Peter Kiesgen, Dr. iur. Jan Grawe
Rz. 1314
Liegen die Voraussetzungen eines Herausgabeanspruchs des Arbeitgebers vor, kann der Arbeitgeber von dem Arbeitnehmer jederzeit auch während des bestehenden Arbeitsverhältnisses die Rückgabe der anspruchsbefangenen Gegenstände verlangen. Dies gilt selbst dann, wenn der Arbeitnehmer die Gegenstände für die Erbringung der geschuldeten Arbeitsleistung benötigt; allerdings gerät der Arbeitgeber in den Arbeitgeberannahmeverzug, wenn der Arbeitnehmer nach Herausgabe der rückverlangten Gegenstände seine Arbeitsleistung nicht mehr erbringen kann, weil der Arbeitgeber dann seine Verpflichtung verletzt, dem Arbeitnehmer einen funktionsfähigen Arbeitsplatz zur Verfügung zu stellen. Mit der Beendigung des Arbeitsverhältnisses hat der Arbeitnehmer sämtliche ihm überlassenen Gegenstände unaufgefordert an den Arbeitgeber herauszugeben, sofern ihm nicht ausnahmsweise ein über die Beendigung des Arbeitsverhältnisses wirkendes Recht zum Besitz an den entsprechenden Gegenständen zusteht. Der Arbeitnehmer kann diesem Anspruch grundsätzlich kein Zurückbehaltungsrecht entgegenhalten. Dies gilt auch dann, wenn der Arbeitnehmer die herauszugebenden Gegenstände, z.B. Geschäftsunterlagen des Arbeitgebers, an sich genommen hat, um in einer arbeitsgerichtlichen Auseinandersetzung mit dem Arbeitgeber durch Vorlage der Unterlagen bspw. das Bestehen von Provisionsansprüchen zu beweisen oder den Vorwurf eines arbeitsvertraglichen Fehlverhaltens zu widerlegen. Statt der Wegnahme derartiger Unterlagen bzw. der Verweigerung von deren Herausgabe durch den Arbeitnehmer ist dieser auf die Geltendmachung eines Auskunftsanspruchs zu verweisen. Selbst wenn der Arbeitnehmer gegen die zur Beendigung des Arbeitsverhältnisses führende Kündigung Kündigungsschutzklage erhoben hat, über die noch nicht rechtskräftig entschieden worden ist, besteht kein Zurückbehaltungsrecht des Arbeitnehmers an den herauszugebenden Gegenständen. Ist der Arbeitgeber zur Weiterbeschäftigung während des laufenden Kündigungsrechtsstreits verurteilt worden, kann der Arbeitgeber in Umsetzung der gebotenen Weiterbeschäftigung allerdings verpflichtet sein, dem Arbeitnehmer diejenigen Gegenstände zur Verfügung zu stellen, die dieser benötigt, um tatsächlich im Rahmen des Weiterbeschäftigungsverhältnisses tätig werden zu können.
··········
Aufgabe 1 |
Nennen Sie alle Wörter aus dem Text zum Herausgabeanspruch des Arbeitgebers, in denen „anspruch“ oder „ansprüch“ zusammen mit weiteren Wortteilen vorkommt. Geben Sie sie in der Form an, in der sie dort stehen.
Aufgabe 2 |
Setzen Sie den Text zum Herausgabeanspruch des Arbeitgebers nach seinem letzten Satz fort.
··········
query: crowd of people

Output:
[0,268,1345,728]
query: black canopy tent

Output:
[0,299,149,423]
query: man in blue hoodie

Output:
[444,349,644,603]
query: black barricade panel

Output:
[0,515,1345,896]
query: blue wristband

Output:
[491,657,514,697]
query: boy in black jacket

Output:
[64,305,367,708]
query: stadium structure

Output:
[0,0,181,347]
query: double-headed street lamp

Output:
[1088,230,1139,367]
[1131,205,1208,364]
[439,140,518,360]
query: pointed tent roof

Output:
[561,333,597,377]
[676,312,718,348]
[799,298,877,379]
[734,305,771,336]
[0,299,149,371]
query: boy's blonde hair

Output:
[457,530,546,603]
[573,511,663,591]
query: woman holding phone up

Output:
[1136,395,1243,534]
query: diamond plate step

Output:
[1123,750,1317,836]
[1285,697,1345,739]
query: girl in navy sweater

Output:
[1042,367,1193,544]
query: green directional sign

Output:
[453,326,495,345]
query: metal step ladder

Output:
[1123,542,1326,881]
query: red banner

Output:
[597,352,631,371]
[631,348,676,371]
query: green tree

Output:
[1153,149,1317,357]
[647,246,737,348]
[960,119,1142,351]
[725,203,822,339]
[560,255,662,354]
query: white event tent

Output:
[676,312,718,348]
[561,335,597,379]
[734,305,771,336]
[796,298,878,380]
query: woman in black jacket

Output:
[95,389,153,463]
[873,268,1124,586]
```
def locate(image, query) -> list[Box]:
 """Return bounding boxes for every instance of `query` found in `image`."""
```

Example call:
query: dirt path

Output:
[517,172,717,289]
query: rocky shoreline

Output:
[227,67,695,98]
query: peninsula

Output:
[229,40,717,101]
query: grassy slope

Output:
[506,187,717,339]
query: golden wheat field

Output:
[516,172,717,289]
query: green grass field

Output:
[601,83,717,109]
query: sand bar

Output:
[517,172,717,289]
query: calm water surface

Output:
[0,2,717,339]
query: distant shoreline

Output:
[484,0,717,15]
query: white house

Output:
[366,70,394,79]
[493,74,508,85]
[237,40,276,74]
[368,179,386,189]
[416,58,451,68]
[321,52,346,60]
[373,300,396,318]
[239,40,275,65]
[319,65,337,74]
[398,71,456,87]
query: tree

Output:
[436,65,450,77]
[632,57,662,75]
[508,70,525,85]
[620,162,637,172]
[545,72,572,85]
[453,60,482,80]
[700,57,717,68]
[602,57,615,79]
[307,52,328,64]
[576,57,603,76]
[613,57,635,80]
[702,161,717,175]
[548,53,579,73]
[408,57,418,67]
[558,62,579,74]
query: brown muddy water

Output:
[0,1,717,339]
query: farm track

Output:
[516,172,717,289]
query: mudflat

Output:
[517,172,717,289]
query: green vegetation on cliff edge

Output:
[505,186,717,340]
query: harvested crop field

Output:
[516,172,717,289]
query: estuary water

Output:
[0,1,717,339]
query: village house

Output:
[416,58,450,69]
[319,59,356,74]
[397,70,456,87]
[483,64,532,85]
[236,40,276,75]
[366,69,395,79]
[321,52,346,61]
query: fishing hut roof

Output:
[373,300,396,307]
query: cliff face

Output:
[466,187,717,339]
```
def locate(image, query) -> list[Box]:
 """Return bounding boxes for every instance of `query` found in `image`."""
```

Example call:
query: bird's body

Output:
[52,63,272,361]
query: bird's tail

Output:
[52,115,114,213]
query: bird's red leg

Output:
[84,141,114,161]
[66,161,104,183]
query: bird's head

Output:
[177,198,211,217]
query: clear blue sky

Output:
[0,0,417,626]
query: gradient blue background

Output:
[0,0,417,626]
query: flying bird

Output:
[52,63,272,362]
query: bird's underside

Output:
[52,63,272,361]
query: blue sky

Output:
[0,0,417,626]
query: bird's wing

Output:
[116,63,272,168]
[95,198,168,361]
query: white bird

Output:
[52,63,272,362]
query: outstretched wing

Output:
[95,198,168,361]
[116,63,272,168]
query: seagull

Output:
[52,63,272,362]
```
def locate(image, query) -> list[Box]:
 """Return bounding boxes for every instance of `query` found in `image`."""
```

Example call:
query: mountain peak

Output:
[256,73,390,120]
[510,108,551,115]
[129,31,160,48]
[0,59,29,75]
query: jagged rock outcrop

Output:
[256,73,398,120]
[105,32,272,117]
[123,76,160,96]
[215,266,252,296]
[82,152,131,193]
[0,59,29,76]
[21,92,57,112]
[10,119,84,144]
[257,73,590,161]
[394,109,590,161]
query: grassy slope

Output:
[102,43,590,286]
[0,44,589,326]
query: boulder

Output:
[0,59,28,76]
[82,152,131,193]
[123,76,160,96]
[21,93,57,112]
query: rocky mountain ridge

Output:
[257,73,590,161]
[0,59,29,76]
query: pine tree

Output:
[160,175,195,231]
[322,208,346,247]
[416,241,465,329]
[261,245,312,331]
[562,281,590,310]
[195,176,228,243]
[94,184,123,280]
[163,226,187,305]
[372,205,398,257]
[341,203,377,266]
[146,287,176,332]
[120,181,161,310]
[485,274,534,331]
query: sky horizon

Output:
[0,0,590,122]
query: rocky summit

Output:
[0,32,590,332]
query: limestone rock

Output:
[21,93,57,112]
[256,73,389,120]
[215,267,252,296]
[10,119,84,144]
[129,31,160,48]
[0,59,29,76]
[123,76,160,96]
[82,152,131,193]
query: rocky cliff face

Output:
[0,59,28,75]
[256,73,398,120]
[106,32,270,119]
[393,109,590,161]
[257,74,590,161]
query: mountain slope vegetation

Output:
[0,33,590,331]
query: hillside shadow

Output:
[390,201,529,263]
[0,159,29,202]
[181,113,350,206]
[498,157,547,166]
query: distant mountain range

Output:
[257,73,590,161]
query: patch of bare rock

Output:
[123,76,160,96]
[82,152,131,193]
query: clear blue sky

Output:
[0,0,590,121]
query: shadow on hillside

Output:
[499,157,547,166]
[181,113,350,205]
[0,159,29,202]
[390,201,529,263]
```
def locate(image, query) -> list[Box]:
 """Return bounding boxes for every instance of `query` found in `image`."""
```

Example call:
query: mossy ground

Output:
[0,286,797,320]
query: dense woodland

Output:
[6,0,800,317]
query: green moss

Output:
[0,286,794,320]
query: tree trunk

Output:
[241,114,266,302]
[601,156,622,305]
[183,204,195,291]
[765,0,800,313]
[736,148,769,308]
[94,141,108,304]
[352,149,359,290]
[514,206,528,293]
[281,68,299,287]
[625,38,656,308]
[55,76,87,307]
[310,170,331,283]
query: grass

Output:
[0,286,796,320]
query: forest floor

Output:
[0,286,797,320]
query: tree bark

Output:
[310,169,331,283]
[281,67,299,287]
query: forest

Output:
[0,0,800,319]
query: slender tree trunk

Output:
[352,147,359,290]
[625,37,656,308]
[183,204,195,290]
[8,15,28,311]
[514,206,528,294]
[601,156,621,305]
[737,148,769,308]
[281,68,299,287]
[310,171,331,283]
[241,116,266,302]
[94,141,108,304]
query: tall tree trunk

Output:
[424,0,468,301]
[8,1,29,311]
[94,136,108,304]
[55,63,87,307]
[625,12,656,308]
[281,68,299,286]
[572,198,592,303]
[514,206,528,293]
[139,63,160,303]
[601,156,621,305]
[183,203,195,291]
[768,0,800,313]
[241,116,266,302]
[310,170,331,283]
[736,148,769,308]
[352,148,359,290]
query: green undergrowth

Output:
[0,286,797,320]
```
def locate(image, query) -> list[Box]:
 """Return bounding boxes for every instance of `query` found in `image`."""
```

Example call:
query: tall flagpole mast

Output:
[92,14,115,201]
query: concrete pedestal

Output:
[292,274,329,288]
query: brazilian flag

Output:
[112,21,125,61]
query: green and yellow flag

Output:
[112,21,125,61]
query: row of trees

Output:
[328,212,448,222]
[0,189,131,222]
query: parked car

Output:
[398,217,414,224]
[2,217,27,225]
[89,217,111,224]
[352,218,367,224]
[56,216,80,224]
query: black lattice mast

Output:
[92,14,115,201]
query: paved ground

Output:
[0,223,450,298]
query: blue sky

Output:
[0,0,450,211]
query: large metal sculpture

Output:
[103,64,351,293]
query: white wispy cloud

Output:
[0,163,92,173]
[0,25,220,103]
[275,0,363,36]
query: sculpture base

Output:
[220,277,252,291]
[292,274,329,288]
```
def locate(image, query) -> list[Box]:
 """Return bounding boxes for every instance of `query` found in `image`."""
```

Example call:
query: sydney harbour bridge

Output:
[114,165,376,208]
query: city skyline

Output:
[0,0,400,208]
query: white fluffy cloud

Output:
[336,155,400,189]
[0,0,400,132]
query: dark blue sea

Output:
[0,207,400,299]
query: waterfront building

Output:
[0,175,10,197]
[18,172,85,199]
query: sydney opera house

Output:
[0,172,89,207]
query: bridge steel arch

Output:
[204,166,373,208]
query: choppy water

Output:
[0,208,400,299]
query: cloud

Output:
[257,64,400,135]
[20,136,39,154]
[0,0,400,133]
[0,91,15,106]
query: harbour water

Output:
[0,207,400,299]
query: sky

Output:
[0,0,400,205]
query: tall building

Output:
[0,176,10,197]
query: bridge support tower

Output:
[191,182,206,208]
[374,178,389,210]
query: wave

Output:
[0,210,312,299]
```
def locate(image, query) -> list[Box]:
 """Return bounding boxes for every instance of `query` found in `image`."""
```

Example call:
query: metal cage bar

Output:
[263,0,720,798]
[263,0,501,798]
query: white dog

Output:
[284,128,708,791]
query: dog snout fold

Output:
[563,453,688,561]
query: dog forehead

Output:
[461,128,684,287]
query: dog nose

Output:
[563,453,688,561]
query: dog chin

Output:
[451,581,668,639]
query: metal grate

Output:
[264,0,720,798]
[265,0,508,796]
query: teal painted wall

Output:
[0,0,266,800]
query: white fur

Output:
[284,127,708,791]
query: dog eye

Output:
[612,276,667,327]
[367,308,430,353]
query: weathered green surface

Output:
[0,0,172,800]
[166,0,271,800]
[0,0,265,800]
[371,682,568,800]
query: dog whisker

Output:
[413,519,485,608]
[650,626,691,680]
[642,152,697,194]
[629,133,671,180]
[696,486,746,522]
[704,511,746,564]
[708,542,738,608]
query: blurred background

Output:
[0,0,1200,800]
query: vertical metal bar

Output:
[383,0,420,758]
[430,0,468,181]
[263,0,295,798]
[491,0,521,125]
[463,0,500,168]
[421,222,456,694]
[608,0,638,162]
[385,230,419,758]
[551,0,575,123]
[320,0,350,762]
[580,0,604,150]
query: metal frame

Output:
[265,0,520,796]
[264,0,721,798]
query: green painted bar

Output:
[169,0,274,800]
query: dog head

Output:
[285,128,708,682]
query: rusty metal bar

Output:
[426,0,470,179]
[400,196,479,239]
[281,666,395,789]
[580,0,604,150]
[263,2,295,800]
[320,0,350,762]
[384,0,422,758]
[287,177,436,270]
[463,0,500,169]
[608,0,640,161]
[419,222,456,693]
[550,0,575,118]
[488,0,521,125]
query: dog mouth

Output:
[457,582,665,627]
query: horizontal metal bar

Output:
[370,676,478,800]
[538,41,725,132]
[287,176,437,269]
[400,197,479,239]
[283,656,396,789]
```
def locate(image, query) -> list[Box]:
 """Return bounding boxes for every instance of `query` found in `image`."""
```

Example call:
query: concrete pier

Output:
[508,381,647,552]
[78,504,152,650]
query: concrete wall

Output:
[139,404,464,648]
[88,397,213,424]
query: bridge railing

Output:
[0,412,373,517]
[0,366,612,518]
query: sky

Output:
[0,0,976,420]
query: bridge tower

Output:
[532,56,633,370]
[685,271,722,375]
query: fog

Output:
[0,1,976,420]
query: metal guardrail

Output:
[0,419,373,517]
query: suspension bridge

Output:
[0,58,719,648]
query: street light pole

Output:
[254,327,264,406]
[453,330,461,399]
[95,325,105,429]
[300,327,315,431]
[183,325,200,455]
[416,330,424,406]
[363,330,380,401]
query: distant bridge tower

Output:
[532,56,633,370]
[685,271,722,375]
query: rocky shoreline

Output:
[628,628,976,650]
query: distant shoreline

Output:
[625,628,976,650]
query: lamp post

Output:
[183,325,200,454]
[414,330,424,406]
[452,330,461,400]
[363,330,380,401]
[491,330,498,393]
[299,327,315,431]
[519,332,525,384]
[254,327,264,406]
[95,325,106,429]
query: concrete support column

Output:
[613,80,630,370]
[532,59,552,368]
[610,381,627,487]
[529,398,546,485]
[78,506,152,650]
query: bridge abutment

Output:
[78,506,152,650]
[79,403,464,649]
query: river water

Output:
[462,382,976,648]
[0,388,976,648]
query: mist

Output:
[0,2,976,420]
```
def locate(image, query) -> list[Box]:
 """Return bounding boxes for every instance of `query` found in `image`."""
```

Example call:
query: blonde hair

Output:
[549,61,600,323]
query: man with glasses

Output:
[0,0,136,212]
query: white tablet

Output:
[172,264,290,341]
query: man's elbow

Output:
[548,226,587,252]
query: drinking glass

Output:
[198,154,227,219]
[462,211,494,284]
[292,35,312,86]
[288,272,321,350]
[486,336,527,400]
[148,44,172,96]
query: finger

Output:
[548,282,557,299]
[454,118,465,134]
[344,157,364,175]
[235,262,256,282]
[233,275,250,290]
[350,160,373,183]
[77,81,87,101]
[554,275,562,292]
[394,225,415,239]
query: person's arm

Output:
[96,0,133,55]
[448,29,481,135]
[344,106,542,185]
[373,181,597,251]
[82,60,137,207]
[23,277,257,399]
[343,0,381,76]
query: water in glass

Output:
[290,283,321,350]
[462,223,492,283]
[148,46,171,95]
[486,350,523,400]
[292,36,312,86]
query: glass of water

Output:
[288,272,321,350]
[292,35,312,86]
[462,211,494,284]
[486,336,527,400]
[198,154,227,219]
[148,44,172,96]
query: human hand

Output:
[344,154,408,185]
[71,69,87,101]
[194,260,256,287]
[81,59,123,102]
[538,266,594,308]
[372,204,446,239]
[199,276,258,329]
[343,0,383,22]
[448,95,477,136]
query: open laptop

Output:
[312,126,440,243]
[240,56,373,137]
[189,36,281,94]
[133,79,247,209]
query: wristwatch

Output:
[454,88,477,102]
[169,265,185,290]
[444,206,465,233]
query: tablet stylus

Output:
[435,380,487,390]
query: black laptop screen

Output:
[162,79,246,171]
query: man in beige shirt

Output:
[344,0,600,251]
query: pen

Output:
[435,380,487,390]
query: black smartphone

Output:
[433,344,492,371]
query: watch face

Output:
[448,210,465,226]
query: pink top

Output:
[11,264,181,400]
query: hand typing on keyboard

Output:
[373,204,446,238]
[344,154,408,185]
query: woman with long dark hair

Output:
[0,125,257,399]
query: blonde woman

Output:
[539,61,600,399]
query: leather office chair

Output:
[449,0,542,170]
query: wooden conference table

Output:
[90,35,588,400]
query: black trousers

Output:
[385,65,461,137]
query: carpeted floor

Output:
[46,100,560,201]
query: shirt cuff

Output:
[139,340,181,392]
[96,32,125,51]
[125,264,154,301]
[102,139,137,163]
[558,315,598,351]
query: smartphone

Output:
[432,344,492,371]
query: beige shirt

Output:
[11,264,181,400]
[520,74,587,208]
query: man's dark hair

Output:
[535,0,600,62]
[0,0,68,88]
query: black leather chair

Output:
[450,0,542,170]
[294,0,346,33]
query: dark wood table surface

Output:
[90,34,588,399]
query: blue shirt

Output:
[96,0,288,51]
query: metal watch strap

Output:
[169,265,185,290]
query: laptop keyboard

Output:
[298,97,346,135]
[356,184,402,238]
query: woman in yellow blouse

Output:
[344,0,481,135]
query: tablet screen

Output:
··········
Antwort 1 |
Herausgabeanspruchs, anspruchsbefangenen, Provisionsansprüchen, Auskunftsanspruchs

Antwort 2 |
Der Herausgabeanspruch ist inhaltlich in erster Linie auf die körperliche Rückgabe der dem Arbeitnehmer vom Arbeitgeber überlassenen Gegenstände an den Arbeitgeber oder eine von diesem hierzu beauftragte Person gerichtet. Erfüllt wird der Anspruch durch tatsächliche Übergabe an den Arbeitgeber oder eine von diesem ausdrücklich oder konkludent benannte Person oder durch Zurücklassen des jeweiligen Gegenstands am bisherigen Arbeitsplatz des Arbeitnehmers. Bei durch Passwörter oder sonstige Verschlüsselungen gesicherten Dateien oder sonstigen Informationen umfasst die arbeitnehmerseitigen Herausgabepflicht auch die Verpflichtung zur Bekanntgabe oder Weitergabe des Passworts oder des Verschlüsselungscodes an den Arbeitgeber.